TASK ▸ Rewrite the rows from the line with "toilet seat -> outlines" through the end of the rows, putting "reduced polygon" in place of "simplified polygon" and changing nothing else.

========================================================================

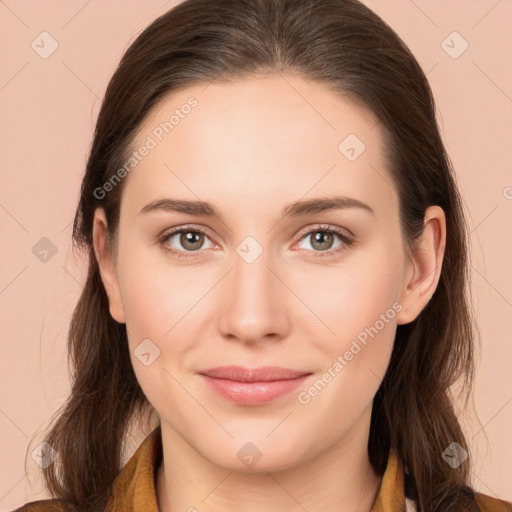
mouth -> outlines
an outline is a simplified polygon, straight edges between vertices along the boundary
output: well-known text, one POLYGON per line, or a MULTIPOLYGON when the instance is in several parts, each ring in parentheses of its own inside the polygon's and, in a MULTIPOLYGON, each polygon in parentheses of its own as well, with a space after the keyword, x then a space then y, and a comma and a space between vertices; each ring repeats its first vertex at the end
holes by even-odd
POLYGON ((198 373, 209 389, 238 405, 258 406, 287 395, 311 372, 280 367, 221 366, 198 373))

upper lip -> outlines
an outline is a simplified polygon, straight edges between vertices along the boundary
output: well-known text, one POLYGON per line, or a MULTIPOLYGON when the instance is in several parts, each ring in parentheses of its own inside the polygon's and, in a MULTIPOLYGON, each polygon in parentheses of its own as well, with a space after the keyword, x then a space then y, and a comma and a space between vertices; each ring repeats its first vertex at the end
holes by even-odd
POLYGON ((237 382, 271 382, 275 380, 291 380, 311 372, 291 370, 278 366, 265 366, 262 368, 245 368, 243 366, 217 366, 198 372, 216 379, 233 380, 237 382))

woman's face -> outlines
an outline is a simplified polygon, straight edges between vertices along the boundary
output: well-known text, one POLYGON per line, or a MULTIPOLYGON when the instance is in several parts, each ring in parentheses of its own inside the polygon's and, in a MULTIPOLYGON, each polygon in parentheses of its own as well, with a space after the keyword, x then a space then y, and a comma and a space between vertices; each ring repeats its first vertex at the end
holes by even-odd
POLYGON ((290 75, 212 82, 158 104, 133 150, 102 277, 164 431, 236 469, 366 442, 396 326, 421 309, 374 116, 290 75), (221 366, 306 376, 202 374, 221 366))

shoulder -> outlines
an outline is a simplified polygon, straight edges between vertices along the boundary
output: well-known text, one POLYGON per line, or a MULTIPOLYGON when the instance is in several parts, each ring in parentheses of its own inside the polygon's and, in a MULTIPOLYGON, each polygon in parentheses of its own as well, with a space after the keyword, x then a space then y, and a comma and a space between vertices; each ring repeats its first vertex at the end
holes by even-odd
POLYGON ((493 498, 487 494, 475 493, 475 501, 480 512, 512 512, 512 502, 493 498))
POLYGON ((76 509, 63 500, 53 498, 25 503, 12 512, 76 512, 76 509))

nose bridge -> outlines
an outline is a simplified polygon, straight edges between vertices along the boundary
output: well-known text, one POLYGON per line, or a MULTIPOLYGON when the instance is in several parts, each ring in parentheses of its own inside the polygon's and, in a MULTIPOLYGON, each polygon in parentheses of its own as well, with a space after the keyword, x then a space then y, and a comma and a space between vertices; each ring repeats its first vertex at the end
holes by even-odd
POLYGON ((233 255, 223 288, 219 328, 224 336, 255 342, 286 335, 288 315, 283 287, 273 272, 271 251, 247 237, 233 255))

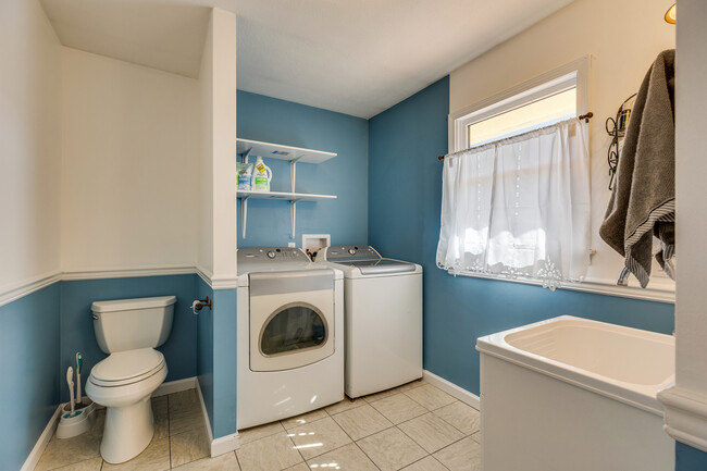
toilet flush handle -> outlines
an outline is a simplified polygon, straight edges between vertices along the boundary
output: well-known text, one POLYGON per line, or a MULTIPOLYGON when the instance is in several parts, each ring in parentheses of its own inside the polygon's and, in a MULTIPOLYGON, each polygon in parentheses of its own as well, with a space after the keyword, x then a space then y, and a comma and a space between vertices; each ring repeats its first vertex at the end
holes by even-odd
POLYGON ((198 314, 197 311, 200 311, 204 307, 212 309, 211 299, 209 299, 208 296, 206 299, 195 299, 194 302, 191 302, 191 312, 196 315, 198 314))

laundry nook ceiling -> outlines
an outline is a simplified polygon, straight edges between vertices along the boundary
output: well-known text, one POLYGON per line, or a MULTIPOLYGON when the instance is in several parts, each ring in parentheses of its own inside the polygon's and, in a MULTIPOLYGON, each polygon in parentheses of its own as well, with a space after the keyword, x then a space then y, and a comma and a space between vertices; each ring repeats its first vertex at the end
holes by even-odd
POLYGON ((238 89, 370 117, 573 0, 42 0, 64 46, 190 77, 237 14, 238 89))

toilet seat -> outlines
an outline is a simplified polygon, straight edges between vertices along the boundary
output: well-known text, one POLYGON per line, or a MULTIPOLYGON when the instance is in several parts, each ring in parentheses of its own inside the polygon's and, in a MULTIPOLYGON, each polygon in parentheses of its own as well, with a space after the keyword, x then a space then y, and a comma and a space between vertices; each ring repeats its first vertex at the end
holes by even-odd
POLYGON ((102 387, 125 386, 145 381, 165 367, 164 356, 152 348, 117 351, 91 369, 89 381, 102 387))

========================================================================

FINAL ANSWER ▸
toilet seat -> outlines
an outline is a reduced polygon, straight edges between vertices along the boundary
output: well-known text, one POLYGON per line, or a MULTIPOLYGON when the instance is in several parts, each ring in parentheses of its own inside the polygon's and, in a MULTIPOLYGON, each polygon in parentheses of its own as well, with a space after the keyword, x then a space then y, and a comma and a space between vertices; each ring repeats its first vertex at the end
holes by even-odd
POLYGON ((102 387, 125 386, 145 381, 165 367, 164 356, 152 348, 117 351, 91 369, 89 381, 102 387))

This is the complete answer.